━━━━━ Exercise materials ━━━━━

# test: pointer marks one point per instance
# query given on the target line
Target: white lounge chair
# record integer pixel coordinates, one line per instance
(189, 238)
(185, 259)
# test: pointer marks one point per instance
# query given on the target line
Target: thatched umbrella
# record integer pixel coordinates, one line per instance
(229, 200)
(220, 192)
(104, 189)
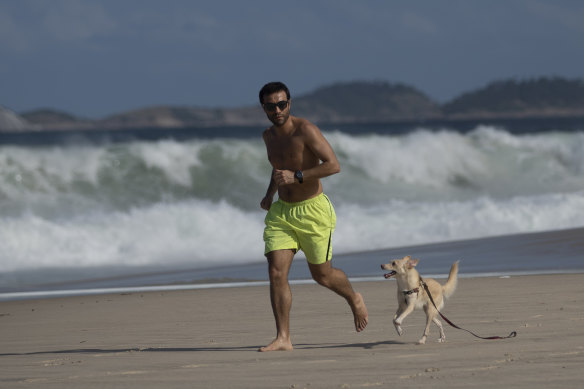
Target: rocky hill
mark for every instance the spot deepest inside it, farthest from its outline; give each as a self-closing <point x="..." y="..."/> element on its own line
<point x="528" y="98"/>
<point x="348" y="102"/>
<point x="11" y="121"/>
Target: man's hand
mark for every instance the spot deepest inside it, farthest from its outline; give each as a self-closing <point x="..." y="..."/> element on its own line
<point x="266" y="203"/>
<point x="283" y="177"/>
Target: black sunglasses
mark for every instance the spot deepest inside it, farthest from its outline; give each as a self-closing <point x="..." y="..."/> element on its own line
<point x="271" y="107"/>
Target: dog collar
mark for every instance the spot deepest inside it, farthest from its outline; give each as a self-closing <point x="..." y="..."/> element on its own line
<point x="408" y="292"/>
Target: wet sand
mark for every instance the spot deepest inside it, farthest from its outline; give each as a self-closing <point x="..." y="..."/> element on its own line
<point x="208" y="339"/>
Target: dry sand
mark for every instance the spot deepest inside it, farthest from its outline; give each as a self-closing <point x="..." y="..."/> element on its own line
<point x="209" y="338"/>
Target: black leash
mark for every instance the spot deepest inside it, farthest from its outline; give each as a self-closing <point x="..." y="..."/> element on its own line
<point x="511" y="335"/>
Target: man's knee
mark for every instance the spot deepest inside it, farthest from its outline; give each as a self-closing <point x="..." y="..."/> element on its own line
<point x="322" y="274"/>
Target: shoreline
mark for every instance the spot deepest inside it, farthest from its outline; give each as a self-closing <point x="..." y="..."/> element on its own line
<point x="49" y="294"/>
<point x="208" y="338"/>
<point x="515" y="254"/>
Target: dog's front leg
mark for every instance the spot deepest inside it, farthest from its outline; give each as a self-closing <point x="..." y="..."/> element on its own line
<point x="400" y="315"/>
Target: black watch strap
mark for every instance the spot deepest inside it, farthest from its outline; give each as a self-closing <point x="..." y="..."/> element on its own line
<point x="299" y="176"/>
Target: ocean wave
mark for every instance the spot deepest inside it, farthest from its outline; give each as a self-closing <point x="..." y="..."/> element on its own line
<point x="196" y="202"/>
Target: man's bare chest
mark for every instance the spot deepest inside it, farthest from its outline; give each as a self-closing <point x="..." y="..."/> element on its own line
<point x="286" y="153"/>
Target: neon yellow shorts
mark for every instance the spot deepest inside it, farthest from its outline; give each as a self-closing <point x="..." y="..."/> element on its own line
<point x="306" y="225"/>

━━━━━

**What to do**: Provide the lines again, unchanged, from where the data above begins through the line containing "Target: wet sand", both ends included, omitting pictures and adding nothing.

**Written reply**:
# test: pointer marks one point per instance
# query given on the target line
Target: white lounge chair
# record integer pixel coordinates, one line per instance
(189, 238)
(185, 259)
# test: pointer marks one point per instance
# query given on the target line
Target: thatched umbrella
# record integer pixel coordinates, one line per instance
(229, 200)
(220, 192)
(104, 189)
Target: rocky hill
mark for every instance the spot deepest inside it, farthest from its outline; give each as a self-closing <point x="..." y="..."/> element on its own line
<point x="528" y="98"/>
<point x="348" y="102"/>
<point x="11" y="121"/>
Target: man's hand
mark for every instance the spot deepest inside it, farthest from its outline; give each as a self-closing <point x="..." y="..."/> element on its own line
<point x="266" y="203"/>
<point x="283" y="177"/>
Target: black sunglasses
mark for every instance the spot deepest inside it, farthest from its outline; give each as a self-closing <point x="..." y="..."/> element on its own line
<point x="271" y="107"/>
Target: dog collar
mark for every instance the spot deepest inside it, farthest from its outline; give each as a self-closing <point x="..." y="..."/> element on its own line
<point x="408" y="292"/>
Target: wet sand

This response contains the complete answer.